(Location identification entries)
:::::
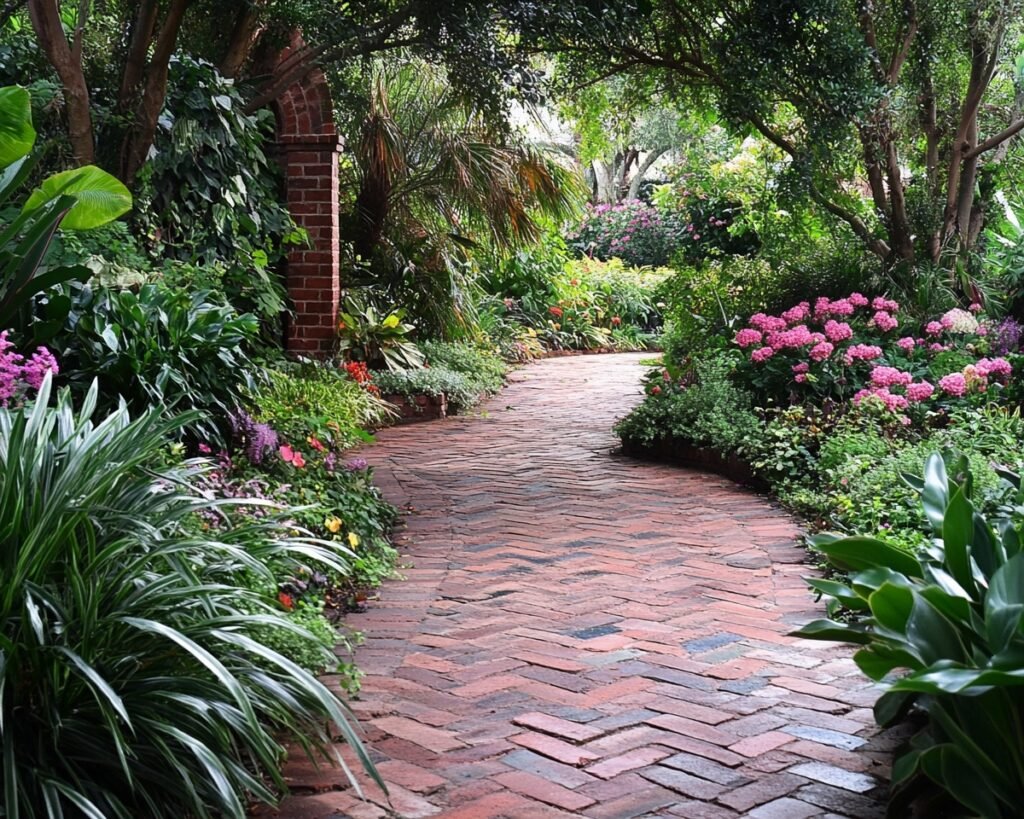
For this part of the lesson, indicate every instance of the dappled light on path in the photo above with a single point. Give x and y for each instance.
(583, 634)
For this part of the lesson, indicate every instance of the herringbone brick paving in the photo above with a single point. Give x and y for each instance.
(581, 634)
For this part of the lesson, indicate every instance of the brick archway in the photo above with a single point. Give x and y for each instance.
(309, 146)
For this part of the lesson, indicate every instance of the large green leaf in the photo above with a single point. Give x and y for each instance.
(16, 134)
(957, 528)
(100, 198)
(1005, 604)
(935, 493)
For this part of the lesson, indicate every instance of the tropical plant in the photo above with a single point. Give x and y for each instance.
(161, 346)
(377, 338)
(75, 200)
(434, 183)
(952, 618)
(130, 681)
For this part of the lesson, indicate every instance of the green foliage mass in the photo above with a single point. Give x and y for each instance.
(132, 682)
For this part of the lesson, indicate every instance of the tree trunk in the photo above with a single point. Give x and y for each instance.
(247, 31)
(603, 175)
(67, 61)
(142, 131)
(648, 161)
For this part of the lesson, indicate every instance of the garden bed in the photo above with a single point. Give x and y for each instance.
(414, 408)
(728, 466)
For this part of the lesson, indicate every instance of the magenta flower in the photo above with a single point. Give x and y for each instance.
(920, 391)
(748, 337)
(953, 384)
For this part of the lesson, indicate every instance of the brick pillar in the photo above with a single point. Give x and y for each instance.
(311, 173)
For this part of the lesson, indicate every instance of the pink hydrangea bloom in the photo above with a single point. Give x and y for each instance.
(953, 384)
(890, 377)
(920, 391)
(767, 324)
(748, 337)
(821, 350)
(838, 331)
(799, 313)
(861, 352)
(994, 367)
(891, 400)
(884, 320)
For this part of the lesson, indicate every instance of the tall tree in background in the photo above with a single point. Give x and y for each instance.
(121, 49)
(914, 98)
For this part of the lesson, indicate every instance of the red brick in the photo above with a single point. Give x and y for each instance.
(541, 789)
(638, 758)
(555, 748)
(761, 743)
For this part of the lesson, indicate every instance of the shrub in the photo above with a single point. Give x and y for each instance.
(432, 381)
(951, 617)
(300, 399)
(483, 370)
(634, 231)
(161, 346)
(131, 684)
(706, 411)
(860, 349)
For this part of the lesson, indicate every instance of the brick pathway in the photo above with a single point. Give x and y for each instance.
(580, 634)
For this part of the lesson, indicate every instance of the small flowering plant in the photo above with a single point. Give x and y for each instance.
(19, 376)
(859, 349)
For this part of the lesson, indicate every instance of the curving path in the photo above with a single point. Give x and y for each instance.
(580, 634)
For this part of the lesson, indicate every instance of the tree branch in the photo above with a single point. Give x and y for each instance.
(994, 140)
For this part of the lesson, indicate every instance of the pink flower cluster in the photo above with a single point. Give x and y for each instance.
(18, 375)
(843, 348)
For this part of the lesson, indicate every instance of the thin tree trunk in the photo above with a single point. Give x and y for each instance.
(138, 48)
(67, 61)
(140, 135)
(648, 161)
(247, 31)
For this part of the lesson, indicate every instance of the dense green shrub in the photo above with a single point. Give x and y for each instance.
(708, 410)
(131, 683)
(634, 231)
(300, 399)
(433, 381)
(160, 346)
(484, 371)
(949, 622)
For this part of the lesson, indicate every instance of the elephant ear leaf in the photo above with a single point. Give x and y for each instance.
(16, 134)
(99, 197)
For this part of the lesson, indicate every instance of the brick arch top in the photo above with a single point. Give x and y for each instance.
(309, 147)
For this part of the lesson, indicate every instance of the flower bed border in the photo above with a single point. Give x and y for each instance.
(418, 407)
(705, 458)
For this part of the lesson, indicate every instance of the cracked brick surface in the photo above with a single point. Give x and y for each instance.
(582, 634)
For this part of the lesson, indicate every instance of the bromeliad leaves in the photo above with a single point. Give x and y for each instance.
(951, 621)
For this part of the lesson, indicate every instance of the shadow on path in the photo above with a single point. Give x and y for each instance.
(580, 634)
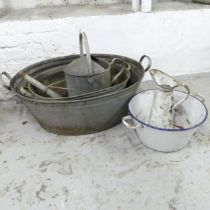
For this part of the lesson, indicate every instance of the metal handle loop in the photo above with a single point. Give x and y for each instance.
(149, 62)
(127, 124)
(9, 95)
(199, 97)
(83, 41)
(185, 98)
(2, 80)
(121, 71)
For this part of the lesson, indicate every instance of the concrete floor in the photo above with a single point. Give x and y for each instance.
(107, 170)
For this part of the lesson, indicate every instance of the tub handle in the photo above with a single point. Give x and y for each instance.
(125, 121)
(149, 62)
(83, 41)
(127, 68)
(185, 98)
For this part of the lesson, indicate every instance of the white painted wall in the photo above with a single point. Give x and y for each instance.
(178, 42)
(20, 4)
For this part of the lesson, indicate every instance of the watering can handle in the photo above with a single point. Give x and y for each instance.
(185, 98)
(4, 73)
(10, 94)
(83, 41)
(149, 62)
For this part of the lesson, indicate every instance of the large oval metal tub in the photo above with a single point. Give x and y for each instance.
(76, 117)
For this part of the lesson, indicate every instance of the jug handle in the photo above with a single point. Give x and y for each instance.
(83, 41)
(149, 62)
(185, 98)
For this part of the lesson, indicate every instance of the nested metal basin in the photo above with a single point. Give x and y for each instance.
(81, 116)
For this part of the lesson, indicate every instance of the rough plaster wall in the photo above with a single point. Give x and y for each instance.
(178, 42)
(19, 4)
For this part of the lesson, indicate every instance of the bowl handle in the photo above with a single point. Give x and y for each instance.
(126, 121)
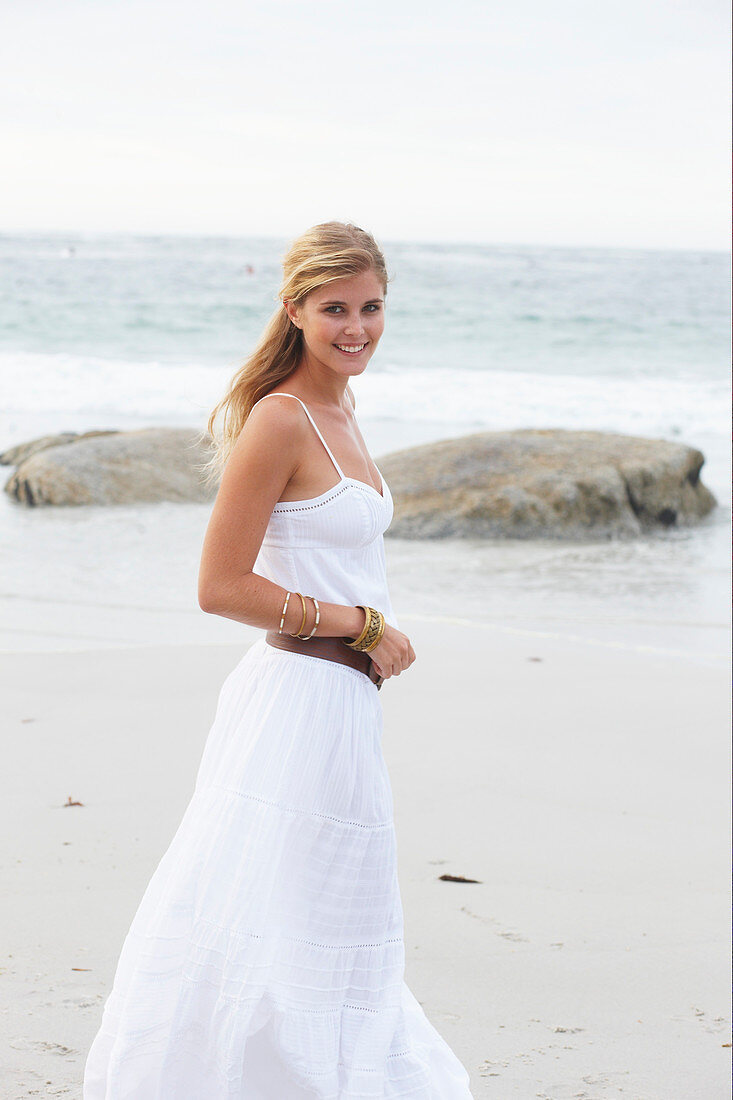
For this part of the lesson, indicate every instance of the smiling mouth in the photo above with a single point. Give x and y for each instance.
(351, 349)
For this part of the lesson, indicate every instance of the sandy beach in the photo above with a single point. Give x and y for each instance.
(583, 785)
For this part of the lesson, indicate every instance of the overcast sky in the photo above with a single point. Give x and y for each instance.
(535, 122)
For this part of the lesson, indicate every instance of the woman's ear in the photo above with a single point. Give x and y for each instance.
(292, 312)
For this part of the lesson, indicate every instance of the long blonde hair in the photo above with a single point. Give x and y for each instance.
(325, 253)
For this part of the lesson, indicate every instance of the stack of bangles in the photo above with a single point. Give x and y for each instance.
(369, 638)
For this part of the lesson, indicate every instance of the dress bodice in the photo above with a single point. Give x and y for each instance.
(331, 546)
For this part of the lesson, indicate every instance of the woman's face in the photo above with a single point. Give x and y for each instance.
(342, 322)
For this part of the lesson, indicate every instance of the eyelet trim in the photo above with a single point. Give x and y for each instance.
(309, 507)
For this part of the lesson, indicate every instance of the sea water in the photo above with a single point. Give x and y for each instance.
(109, 331)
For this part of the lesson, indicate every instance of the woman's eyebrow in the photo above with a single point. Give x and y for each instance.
(335, 303)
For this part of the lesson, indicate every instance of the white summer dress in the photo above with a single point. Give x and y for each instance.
(266, 960)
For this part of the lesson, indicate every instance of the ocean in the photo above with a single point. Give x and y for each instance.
(122, 331)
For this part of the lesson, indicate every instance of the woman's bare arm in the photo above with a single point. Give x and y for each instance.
(263, 460)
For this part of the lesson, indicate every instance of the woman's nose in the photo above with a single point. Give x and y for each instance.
(353, 326)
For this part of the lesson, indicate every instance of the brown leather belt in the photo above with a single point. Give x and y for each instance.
(330, 649)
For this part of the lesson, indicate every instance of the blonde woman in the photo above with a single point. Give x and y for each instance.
(266, 958)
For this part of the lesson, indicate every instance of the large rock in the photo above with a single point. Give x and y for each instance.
(536, 483)
(14, 455)
(116, 468)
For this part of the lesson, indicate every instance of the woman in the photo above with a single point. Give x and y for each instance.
(266, 958)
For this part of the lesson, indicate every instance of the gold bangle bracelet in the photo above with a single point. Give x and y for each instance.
(299, 629)
(380, 634)
(356, 642)
(307, 637)
(371, 636)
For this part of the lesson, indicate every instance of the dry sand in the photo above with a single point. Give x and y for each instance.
(586, 787)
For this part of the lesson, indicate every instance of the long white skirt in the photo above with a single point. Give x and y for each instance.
(265, 960)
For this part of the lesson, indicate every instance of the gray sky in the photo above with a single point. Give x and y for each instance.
(571, 122)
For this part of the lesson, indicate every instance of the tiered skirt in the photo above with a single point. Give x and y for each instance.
(266, 960)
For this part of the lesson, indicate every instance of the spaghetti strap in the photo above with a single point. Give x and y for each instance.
(277, 393)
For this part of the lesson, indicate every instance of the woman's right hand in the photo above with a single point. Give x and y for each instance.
(394, 652)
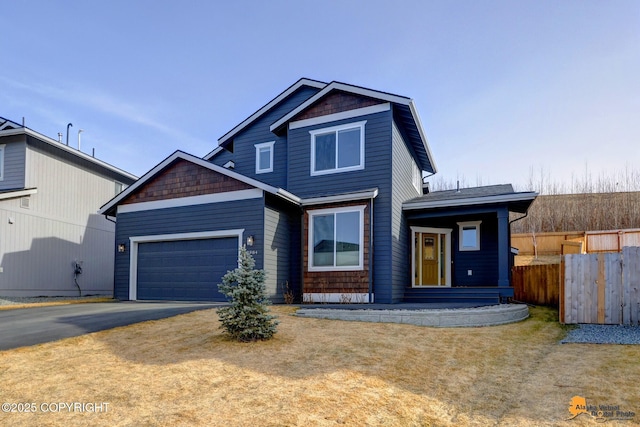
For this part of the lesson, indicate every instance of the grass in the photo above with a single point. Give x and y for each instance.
(183, 371)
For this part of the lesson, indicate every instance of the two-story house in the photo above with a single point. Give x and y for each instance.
(324, 186)
(52, 240)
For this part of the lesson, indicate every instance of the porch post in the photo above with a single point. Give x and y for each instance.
(503, 247)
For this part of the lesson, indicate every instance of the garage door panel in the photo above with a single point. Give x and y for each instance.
(187, 270)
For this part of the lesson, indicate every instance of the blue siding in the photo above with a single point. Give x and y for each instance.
(377, 173)
(403, 190)
(244, 152)
(276, 252)
(483, 263)
(14, 162)
(242, 214)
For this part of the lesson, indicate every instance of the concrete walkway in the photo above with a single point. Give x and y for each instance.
(436, 315)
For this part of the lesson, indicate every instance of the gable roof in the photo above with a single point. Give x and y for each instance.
(110, 207)
(252, 118)
(405, 112)
(9, 127)
(503, 193)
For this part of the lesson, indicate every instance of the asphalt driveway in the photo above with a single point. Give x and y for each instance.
(29, 326)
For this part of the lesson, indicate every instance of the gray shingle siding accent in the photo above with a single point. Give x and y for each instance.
(377, 173)
(246, 214)
(244, 152)
(14, 162)
(402, 190)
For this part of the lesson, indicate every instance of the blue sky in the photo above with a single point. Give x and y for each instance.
(503, 88)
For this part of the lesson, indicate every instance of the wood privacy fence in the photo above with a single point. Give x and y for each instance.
(537, 284)
(601, 288)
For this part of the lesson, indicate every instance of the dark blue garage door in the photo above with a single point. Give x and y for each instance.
(185, 270)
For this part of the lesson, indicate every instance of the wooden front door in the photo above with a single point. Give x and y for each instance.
(430, 260)
(431, 257)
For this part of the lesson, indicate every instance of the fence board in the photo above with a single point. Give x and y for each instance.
(601, 288)
(537, 284)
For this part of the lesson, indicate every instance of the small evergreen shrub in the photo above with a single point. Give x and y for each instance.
(247, 317)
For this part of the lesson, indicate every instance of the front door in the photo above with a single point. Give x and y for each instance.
(431, 256)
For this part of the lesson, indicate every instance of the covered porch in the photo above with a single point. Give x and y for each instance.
(460, 244)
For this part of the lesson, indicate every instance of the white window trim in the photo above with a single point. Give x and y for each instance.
(269, 145)
(461, 226)
(312, 213)
(337, 129)
(2, 156)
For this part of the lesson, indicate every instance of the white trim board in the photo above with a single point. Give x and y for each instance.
(340, 116)
(134, 241)
(228, 196)
(267, 107)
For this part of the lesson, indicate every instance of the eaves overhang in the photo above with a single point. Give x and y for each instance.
(110, 207)
(517, 202)
(407, 113)
(340, 198)
(14, 194)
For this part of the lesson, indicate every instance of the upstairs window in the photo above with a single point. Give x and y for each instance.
(264, 157)
(337, 149)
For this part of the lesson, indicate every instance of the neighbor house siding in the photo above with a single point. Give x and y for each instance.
(376, 174)
(14, 162)
(244, 151)
(241, 214)
(59, 227)
(402, 190)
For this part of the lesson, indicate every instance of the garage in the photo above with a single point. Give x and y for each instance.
(184, 270)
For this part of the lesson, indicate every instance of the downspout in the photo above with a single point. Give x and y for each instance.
(371, 296)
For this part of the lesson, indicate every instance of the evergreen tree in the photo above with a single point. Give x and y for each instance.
(247, 317)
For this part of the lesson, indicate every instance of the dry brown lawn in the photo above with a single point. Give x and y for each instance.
(183, 371)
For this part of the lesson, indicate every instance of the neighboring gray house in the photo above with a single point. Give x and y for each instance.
(52, 241)
(324, 186)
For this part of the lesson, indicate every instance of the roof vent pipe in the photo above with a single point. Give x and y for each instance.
(68, 126)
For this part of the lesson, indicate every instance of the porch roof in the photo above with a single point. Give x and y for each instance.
(474, 196)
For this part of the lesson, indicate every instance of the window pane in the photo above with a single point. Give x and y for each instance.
(325, 151)
(348, 148)
(265, 158)
(348, 238)
(323, 240)
(469, 237)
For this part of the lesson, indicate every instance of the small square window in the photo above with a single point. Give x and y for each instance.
(469, 235)
(336, 239)
(264, 157)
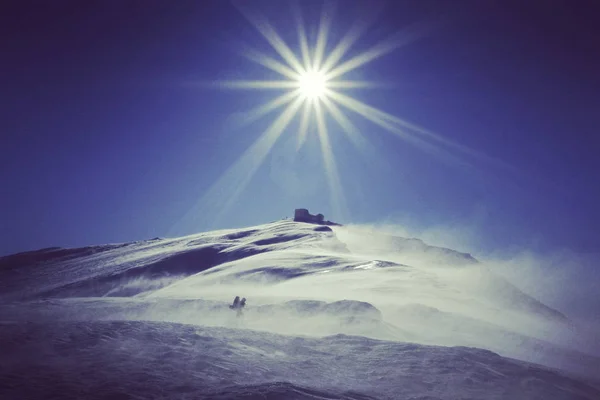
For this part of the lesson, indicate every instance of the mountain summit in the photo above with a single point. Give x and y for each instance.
(330, 313)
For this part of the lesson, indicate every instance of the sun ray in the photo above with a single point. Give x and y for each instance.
(348, 127)
(355, 32)
(271, 63)
(312, 81)
(353, 85)
(257, 84)
(322, 35)
(403, 37)
(268, 32)
(239, 175)
(380, 118)
(337, 196)
(256, 113)
(304, 122)
(302, 38)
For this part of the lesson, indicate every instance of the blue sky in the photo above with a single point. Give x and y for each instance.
(107, 137)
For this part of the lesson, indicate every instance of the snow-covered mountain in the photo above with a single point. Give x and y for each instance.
(332, 313)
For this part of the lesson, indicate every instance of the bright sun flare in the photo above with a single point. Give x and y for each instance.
(312, 84)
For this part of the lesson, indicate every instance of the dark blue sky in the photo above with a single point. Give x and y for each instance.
(104, 139)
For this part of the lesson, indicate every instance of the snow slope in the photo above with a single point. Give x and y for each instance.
(332, 313)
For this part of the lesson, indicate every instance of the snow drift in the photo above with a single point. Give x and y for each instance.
(331, 314)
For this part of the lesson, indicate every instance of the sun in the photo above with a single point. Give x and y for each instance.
(312, 84)
(315, 86)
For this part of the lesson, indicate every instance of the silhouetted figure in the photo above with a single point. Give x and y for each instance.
(238, 305)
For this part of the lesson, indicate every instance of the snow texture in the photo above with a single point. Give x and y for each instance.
(331, 315)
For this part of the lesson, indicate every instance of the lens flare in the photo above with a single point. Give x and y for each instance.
(313, 81)
(312, 84)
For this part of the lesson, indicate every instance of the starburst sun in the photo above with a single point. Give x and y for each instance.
(313, 83)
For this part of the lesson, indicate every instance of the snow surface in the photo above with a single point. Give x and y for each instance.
(332, 313)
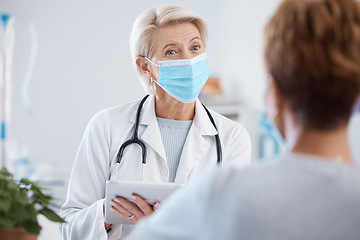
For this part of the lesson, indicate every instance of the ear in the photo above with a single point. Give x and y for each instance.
(279, 105)
(275, 94)
(143, 65)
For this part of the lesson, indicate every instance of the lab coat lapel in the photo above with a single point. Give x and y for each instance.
(151, 135)
(196, 145)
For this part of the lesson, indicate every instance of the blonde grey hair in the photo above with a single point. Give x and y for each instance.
(141, 43)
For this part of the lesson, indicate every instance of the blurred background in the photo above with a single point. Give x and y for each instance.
(83, 65)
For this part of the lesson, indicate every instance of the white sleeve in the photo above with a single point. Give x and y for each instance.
(83, 209)
(239, 148)
(183, 215)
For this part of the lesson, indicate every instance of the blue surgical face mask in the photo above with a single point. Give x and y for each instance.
(183, 79)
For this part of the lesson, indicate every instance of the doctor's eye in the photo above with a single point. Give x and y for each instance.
(196, 48)
(170, 52)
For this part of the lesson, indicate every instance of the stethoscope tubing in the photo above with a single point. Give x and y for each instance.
(135, 139)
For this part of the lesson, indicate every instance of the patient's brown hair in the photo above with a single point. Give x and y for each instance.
(312, 50)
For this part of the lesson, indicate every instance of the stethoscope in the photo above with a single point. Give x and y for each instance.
(135, 139)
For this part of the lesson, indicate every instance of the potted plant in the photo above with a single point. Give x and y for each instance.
(20, 204)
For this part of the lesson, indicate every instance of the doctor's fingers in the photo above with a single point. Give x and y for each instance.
(131, 207)
(145, 207)
(117, 208)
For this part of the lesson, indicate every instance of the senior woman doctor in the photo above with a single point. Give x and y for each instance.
(168, 46)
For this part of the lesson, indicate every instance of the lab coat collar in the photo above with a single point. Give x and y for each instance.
(201, 119)
(202, 126)
(147, 112)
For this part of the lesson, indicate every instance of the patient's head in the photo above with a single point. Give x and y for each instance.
(312, 55)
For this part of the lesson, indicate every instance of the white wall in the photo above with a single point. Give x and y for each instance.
(83, 63)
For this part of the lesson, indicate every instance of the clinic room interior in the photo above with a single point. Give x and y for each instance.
(71, 59)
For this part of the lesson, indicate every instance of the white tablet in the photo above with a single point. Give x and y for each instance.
(151, 192)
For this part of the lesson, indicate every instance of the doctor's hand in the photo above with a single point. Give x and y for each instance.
(134, 211)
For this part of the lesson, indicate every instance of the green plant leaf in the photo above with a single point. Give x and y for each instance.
(6, 223)
(32, 227)
(5, 204)
(26, 181)
(12, 186)
(4, 172)
(51, 215)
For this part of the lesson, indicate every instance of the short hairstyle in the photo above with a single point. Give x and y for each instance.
(312, 50)
(141, 43)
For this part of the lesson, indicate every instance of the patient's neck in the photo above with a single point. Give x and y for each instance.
(328, 144)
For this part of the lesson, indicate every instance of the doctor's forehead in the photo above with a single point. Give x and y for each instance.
(175, 34)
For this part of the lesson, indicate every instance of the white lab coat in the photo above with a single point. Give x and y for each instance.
(96, 161)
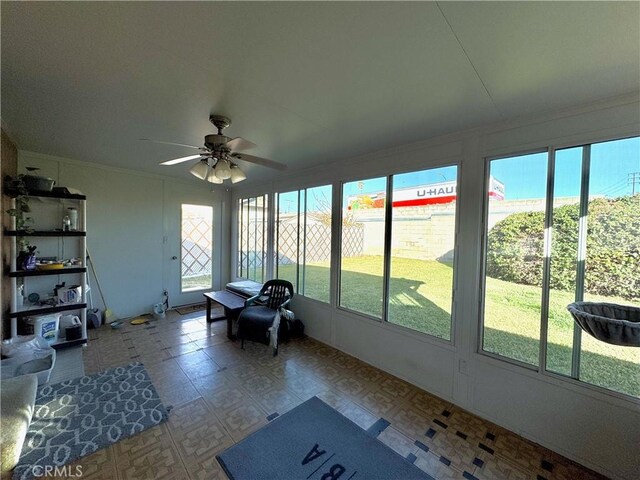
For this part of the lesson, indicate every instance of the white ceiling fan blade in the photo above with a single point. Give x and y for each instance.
(239, 144)
(171, 143)
(180, 160)
(260, 161)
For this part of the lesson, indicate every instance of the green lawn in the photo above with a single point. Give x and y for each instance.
:::::
**Stated task**
Quote the records from the line with "the doctor's forehead" up to and including the last line of the records, omitting any pictures.

**Task response**
For this part of the lesson, indicate every instance of the doctor's forehead in the photo above with a single point. Give x and y for each instance.
(175, 34)
For this part of the lesson, indicate every instance of the white lab coat in the photo above with a single point. Give x and y for each instance.
(96, 161)
For this part of the lesson, indicate every instance of the white ceiling fan blade in the photo above with a single point. Give x and y for each instance.
(239, 144)
(171, 143)
(180, 160)
(260, 161)
For this part of the lesson, indicate every instance of the green lawn in the photo above with a single point. Give x and y for each instance.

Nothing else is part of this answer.